→ Jobs
[a] Answer these from the notes on Schiller's Wallenstein plays:
(i) Where was Gustavus Adolphus mortally wounded?
(ii) What was the badge of an imperial chamberlain?
(iii) Which army was Arnheim with?
[b] Rewrite the stretch of the notes on Schiller's Wallenstein plays from "116. Gustavus Adolphus" through "negotiations, summer 1633.", putting "ceasefire" in place of "truce".
[c] Extend the notes on Schiller's Wallenstein plays past their final entry.

→ Extract to read
108. Jove, the serene and jovial god, was Wallenstein’s chosen deity.
109. The planetary houses are the twelve houses of the zodiac. The corners are the point of rising, the zenith, the point of setting, and the nadir of the lowest heaven (immum caelum) under the earth.
110. The many names that Schiller introduces from his sources give these plays a scope and fullness that borders on the cinematic.
111. A fine instance of dramatic irony.
112. Questenberg’s account begins with the restoration of Wallenstein’s command, April 1632.
113. The unvanquished king is Gustavus Adolphus. The others all stand on the Swedish side.
114. Adhering closely to historical events, Schiller has Questenberg describe the encounter between Wallenstein and Gustavus Adolphus at Nuremberg, late summer 1632. Gustavus occupied the town, Wallenstein a fortified position on the outskirts.
115. A passage of high rhetoric full of metonymy (calling one thing by the name of another) that pits Wallenstein against Gustavus. “They” are the Swedes; “he” is Wallenstein.
116. Gustavus Adolphus was mortally wounded at Lützen, outside Leipzig, November 1632.
117. The hero is Prince Bernhard of Saxe-Weimar. A well-turned compliment to the House of Weimar, where the Wallenstein trilogy was first performed, in the court theater, over which Goethe presided, April 1799.
118. The old enemy is “the Bavarian:” Duke Maximilian. Regensburg fell in November 1633.
119. Thurn was with the Swedish army, Arnheim with the Saxon.
120. The belligerents in Silesia had called a truce for negotiations, summer 1633.
121. Victory at Steinau on the Oder, October 1633.
122. One of the demands the Kaiser made of Wallenstein at Pilsen was that his army not oppress the countryside.
123. The German for a soldier’s wage is Sold, the French is solde, from the Italian soldo, sou. A soldato (soldier) is one who receives the sou.
124. The period 1625–1630, during Wallenstein’s first command. In the History of the Thirty Years’ War, Schiller writes explicitly of the plundering and pillaging by which Wallenstein’s army supported itself. The anecdote related by the First Horseman is on the same subject, Camp, scene 11, at line 733.
125. Here, in 1630, the prince-electors of Germany prevailed upon the Kaiser to remove Wallenstein, whose army had laid waste their lands.
126. A Dutch officer under Wallenstein’s command.
127. Last mentioned at scene 5, line 709.
128. The badge of an imperial chamberlain was a golden key.
Act Three
129. This imaginary address to Wallenstein functions as a soliloquy: the Countess sets out her thoughts and feelings for the audience.
130. The German is “Base Terzky,” aunt or cousin. It signifies that Max is on intimate and respectful terms with the Countess.

[Photo labels with bounding boxes]
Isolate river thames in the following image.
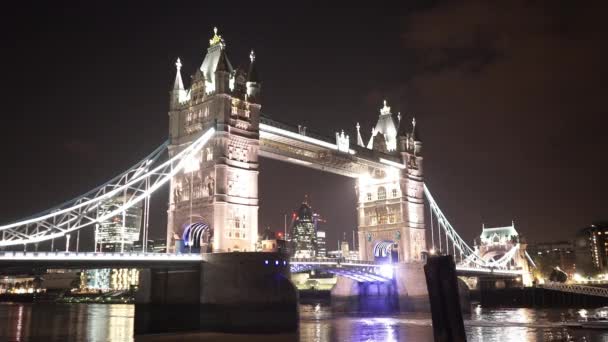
[0,303,608,342]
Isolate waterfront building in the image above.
[95,193,142,252]
[528,241,576,279]
[575,222,608,275]
[259,227,286,252]
[317,227,327,258]
[80,268,139,291]
[291,200,317,258]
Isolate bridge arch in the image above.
[181,221,213,253]
[373,240,399,263]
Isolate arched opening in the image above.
[378,186,386,200]
[374,241,399,263]
[180,221,213,253]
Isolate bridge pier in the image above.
[135,252,298,336]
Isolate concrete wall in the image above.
[395,262,431,311]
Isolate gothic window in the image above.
[207,147,213,161]
[378,186,386,200]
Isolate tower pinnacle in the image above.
[357,122,365,147]
[209,27,224,47]
[173,57,184,90]
[380,100,391,115]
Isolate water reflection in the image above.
[0,303,608,342]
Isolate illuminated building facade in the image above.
[317,227,327,258]
[95,194,143,252]
[167,29,261,252]
[291,201,317,258]
[575,222,608,275]
[80,268,139,291]
[357,101,426,262]
[528,241,576,278]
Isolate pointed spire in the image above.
[173,57,184,90]
[380,100,391,115]
[209,27,226,48]
[247,49,260,83]
[357,122,365,147]
[412,117,421,141]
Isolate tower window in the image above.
[378,186,386,200]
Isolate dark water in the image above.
[0,304,608,342]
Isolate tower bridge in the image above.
[0,30,529,318]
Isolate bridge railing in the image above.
[537,282,608,298]
[0,251,202,261]
[290,258,383,267]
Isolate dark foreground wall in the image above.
[135,253,298,335]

→ Responses to the tasks
[a]
(i) At Lützen, outside Leipzig, in November 1632.
(ii) A golden key.
(iii) The Saxon army.

[b]
116. Gustavus Adolphus was mortally wounded at Lützen, outside Leipzig, November 1632.
117. The hero is Prince Bernhard of Saxe-Weimar. A well-turned compliment to the House of Weimar, where the Wallenstein trilogy was first performed, in the court theater, over which Goethe presided, April 1799.
118. The old enemy is “the Bavarian:” Duke Maximilian. Regensburg fell in November 1633.
119. Thurn was with the Swedish army, Arnheim with the Saxon.
120. The belligerents in Silesia had called a ceasefire for negotiations, summer 1633.

[c]
131. Nepomuk lies thirty kilometers southeast of Pilsen.
132. Max addresses Thekla at this point as mein Fräulein. Fräulein at the time was a title reserved to the elevated social classes, as was “lady” at one time in the English-speaking world. Max’s form of address expresses his esteem for Thekla and acknowledges her superior rank.
133. The motif of the hardships of the Duchess’s marriage returns, Death, Act III, scene 3.
134. Thekla appears in Act II, scene 3 decked out in jewels her father has given her. She observes, “he … adorned me,” line 681–82.
135. An irony. It echoes Wallenstein at the very end of scene 3, just before Max enters in scene 4, and anticipates major change in Max’s fortunes (Death, Act III, scene 4).
136. Here begins a subtle contrasting of Max and Thekla that runs throughout the act.
137. A fabulous beast, half eagle, half lion.
138. The five planets—Mercury, Venus, Mars, Jupiter, Saturn—and sun and moon.
139. The olive branch is peace, the laurel victory.
140. All in northeast Bohemia, where Wallenstein’s duchy lay.
141. Max’s idyll is little to Wallenstein’s taste; see Death, Act I, scene 7, at line 504.
142. Max and Thekla address one another as Sie when they are in the presence of others, as du when they are tête-à-tête.
143. The first manifestation of Thekla’s shrewdness and steeliness.
144. The Piccolomini were in fact Sienese.
145. Thekla’s inquiry about the Countess’s state of mind borders on the impertinent. She is retaliating for the Countess’s accusation of duplicity. In effect, “Have I touched a nerve, Aunt?” In the next line she relents.
146. Just as Max and his father have different conceptions of ethos, Thekla and the Countess have different conceptions of love and duty.
147. Wallenstein’s silence on this point conduces to the catastrophe of Max and Thekla.
Act Four
148. Count Palatine Frederick IV (1574–1610) was a notorious drinker whose drunken evenings at his court in the Heidelberg Castle remained famous long after his death.
149. The text is faithful to the original document, signed 12 January 1634.
150. Buttler here alludes at length to an event that emerges clearly in his conversation with Octavio, Death, Act II, scene 6.
151. The account is not historical. Walter Butler was an Old Irish aristocrat and married to a German noblewoman.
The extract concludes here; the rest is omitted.